> **YOUR ASSIGNMENT**: Nothing but an exact copy is wanted here: the line with "Query: porch column" and all the lines that follow it in the entries below.

= Beginning of Section =

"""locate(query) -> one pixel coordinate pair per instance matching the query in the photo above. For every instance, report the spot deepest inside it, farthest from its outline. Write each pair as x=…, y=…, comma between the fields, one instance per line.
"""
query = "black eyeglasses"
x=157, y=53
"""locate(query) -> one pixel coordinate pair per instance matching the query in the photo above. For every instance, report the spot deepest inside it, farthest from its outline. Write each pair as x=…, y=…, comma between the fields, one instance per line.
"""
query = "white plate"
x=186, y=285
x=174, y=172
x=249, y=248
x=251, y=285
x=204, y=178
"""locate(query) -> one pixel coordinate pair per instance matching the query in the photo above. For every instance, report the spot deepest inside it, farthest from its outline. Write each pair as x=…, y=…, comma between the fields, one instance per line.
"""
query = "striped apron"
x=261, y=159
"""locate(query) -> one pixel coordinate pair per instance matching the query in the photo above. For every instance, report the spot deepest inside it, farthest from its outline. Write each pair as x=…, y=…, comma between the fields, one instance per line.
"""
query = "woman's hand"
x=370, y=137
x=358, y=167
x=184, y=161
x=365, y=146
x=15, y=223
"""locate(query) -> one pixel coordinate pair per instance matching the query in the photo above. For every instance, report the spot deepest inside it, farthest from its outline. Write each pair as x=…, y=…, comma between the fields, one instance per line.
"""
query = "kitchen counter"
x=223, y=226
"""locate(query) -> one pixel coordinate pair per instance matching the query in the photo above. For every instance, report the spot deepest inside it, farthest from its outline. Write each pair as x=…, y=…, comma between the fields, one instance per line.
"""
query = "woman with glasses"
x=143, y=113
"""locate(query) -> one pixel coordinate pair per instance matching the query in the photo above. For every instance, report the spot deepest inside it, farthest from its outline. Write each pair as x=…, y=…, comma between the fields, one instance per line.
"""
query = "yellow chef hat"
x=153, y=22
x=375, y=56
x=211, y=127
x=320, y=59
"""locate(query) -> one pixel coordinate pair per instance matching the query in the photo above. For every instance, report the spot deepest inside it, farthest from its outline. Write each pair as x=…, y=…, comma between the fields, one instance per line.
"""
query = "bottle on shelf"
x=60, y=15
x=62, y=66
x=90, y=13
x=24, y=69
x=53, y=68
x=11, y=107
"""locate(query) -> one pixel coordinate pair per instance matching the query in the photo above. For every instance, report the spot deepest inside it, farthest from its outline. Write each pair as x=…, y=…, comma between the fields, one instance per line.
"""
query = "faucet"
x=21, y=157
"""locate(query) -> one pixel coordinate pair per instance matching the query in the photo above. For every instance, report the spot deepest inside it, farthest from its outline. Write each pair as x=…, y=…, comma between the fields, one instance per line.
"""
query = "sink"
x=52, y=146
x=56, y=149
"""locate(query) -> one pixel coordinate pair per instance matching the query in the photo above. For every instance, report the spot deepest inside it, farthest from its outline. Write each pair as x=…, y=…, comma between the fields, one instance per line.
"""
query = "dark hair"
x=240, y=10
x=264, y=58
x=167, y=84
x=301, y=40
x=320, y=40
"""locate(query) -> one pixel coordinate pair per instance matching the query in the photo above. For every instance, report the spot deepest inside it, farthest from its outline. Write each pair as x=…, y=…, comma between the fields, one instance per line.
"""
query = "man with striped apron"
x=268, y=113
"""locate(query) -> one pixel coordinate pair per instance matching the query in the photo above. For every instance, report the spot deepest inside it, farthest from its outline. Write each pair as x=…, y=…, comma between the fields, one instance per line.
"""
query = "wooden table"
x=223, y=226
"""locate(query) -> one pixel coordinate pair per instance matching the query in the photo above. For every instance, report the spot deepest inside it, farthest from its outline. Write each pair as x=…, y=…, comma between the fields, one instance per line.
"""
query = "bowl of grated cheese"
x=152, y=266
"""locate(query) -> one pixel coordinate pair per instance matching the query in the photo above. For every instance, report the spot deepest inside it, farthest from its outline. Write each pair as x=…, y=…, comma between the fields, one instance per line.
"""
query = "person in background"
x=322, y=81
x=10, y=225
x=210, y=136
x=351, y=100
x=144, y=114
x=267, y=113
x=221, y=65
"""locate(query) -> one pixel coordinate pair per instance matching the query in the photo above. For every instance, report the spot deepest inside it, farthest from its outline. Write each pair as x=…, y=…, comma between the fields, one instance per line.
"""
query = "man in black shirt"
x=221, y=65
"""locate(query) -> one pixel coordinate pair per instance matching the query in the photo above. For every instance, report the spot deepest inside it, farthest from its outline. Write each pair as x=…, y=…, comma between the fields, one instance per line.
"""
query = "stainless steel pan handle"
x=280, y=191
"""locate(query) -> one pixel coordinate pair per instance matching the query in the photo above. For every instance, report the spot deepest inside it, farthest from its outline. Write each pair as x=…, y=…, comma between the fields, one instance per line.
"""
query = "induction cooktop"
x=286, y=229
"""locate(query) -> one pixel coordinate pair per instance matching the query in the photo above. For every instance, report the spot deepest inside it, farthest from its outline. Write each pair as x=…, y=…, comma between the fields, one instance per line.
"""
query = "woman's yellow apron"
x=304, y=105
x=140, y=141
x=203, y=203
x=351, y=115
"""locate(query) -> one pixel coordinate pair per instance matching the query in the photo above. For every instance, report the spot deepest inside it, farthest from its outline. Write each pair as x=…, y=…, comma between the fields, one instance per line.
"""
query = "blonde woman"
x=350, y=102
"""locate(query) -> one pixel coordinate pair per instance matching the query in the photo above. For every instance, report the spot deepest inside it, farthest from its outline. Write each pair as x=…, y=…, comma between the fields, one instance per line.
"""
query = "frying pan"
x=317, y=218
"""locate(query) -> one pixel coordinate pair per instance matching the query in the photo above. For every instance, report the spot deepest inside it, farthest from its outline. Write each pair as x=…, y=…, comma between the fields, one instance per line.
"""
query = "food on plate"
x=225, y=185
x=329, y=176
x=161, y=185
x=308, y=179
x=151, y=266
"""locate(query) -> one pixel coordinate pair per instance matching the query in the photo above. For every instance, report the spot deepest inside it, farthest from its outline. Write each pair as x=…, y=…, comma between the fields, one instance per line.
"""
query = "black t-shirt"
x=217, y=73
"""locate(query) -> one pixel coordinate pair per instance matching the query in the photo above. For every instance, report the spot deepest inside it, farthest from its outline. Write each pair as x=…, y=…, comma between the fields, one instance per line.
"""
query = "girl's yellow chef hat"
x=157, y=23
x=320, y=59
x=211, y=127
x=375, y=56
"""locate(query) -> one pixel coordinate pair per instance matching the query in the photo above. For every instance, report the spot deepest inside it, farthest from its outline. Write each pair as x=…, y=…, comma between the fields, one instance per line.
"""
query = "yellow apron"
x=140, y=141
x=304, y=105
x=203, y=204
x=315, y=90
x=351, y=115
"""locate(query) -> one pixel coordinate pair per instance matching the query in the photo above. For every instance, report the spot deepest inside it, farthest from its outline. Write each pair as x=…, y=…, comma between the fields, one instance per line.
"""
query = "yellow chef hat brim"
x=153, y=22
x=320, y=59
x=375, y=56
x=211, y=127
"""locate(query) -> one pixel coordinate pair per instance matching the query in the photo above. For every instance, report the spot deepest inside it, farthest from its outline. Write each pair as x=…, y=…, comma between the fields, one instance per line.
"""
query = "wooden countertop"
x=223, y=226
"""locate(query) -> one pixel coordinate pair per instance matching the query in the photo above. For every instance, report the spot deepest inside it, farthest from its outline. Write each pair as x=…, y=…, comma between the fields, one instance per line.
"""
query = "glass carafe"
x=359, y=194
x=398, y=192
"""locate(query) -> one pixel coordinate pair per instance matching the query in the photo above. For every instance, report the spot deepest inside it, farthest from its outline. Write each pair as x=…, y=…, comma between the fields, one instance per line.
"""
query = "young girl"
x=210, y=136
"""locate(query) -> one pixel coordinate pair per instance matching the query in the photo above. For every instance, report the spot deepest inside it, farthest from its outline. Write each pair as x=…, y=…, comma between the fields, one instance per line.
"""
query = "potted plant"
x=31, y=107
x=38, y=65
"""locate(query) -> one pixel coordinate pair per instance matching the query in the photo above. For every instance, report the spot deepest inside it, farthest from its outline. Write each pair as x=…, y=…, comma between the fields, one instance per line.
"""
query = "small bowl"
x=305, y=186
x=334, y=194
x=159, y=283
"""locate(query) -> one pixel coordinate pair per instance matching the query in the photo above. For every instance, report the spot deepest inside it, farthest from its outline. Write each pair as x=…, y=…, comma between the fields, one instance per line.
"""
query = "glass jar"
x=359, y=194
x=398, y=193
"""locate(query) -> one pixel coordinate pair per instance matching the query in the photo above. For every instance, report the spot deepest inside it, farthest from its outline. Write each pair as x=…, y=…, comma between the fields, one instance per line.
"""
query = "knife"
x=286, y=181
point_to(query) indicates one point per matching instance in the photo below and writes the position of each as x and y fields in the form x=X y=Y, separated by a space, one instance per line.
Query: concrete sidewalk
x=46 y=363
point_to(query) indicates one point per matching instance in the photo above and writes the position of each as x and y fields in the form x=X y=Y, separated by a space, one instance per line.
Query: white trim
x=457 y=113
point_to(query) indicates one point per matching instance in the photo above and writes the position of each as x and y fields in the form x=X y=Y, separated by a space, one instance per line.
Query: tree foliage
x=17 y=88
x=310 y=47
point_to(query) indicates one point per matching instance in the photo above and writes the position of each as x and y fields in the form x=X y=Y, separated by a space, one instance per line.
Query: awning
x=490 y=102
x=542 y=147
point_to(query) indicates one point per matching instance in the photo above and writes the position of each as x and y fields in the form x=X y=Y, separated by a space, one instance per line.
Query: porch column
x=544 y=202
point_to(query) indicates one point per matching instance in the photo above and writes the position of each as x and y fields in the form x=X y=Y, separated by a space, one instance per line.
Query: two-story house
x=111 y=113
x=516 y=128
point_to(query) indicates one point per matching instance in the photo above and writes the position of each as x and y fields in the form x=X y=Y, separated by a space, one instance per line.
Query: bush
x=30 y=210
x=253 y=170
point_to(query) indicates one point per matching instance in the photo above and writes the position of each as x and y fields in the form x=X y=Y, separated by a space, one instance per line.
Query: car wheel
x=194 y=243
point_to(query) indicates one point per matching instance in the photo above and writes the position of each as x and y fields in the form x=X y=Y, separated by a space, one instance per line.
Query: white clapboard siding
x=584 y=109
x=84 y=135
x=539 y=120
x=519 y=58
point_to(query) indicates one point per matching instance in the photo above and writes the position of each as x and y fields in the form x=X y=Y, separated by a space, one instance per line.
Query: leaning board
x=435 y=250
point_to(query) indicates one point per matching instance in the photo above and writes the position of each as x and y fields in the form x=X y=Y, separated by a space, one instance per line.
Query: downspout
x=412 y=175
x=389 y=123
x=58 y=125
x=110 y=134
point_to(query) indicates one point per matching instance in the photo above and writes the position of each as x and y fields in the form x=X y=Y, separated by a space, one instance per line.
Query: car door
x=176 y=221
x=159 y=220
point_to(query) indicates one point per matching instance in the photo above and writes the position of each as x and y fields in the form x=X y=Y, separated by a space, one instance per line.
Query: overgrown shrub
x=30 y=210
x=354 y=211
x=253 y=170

= End of Section =

> **WRITTEN ANSWER**:
Query: porch column
x=544 y=202
point_to(query) indicates one point per matching instance in the photo above and writes the position of each as x and y fields in the form x=X y=Y, separated by a space, one instance per line.
Query: two-story house
x=111 y=113
x=516 y=128
point_to(query) indicates one point per matching instance in the photo above and writes the position of each as x and y fields in the form x=X y=Y, separated by a space, one instance per line.
Query: bush
x=30 y=210
x=253 y=170
point_to(query) indicates one point per matching instance in the photo above and writes the position of each as x and y fields in the form x=X y=Y, separated by a space, one instance per line.
Query: car wheel
x=194 y=243
point_to(query) indicates one point per matching instance in the photo above and writes the position of each as x and y fields in the form x=X y=Y, separated by a space, one instance per line.
Query: white clapboard siding
x=584 y=109
x=84 y=135
x=539 y=120
x=519 y=58
point_to(query) indicates one point per matching instance in the photo above and writes the position of each as x and y fields in the form x=X y=Y, separated by a space, one instance per line.
Query: leaning board
x=435 y=250
point_to(query) indicates one point per matching instance in the photo above and writes the position of each as x and y fields in the form x=X y=Y, separated by a space, one instance per line.
Query: downspout
x=412 y=175
x=389 y=123
x=58 y=125
x=110 y=134
point_to(query) indicates one point per matching instance in the photo above and writes the position of each as x and y fields in the form x=X y=Y, separated by a space, one instance per line.
Query: car door
x=176 y=221
x=159 y=220
point_to(query) indicates one point per matching instance in the photo above and writes the position of each as x and y fields in the form x=X y=Y, separated by a space, one instance per line.
Query: overgrown shrub
x=30 y=210
x=354 y=211
x=253 y=170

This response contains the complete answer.